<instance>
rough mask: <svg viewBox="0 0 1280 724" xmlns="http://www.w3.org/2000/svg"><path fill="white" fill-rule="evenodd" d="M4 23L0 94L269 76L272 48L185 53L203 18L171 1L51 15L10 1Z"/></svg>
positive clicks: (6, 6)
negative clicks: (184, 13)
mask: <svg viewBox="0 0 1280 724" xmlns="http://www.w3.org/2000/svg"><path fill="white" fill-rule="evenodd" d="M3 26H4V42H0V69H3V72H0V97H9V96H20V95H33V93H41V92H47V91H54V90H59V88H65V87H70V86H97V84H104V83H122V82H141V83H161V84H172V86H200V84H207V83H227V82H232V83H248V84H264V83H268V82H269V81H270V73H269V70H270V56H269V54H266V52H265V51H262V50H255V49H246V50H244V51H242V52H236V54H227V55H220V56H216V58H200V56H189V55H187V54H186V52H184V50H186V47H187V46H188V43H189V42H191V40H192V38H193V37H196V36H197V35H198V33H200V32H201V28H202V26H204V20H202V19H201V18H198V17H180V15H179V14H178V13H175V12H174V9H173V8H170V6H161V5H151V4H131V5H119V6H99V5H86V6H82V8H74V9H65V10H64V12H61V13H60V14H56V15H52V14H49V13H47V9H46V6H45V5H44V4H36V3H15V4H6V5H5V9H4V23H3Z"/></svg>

------------------------

What needs to be done
Only those lines of the entries above that run from the line containing "rough mask: <svg" to the line containing "positive clicks: (6, 6)", both included, should be transcribed exactly.

Response to the exercise
rough mask: <svg viewBox="0 0 1280 724" xmlns="http://www.w3.org/2000/svg"><path fill="white" fill-rule="evenodd" d="M4 23L0 94L269 76L272 48L185 53L203 18L171 1L51 15L10 1Z"/></svg>
positive clicks: (6, 6)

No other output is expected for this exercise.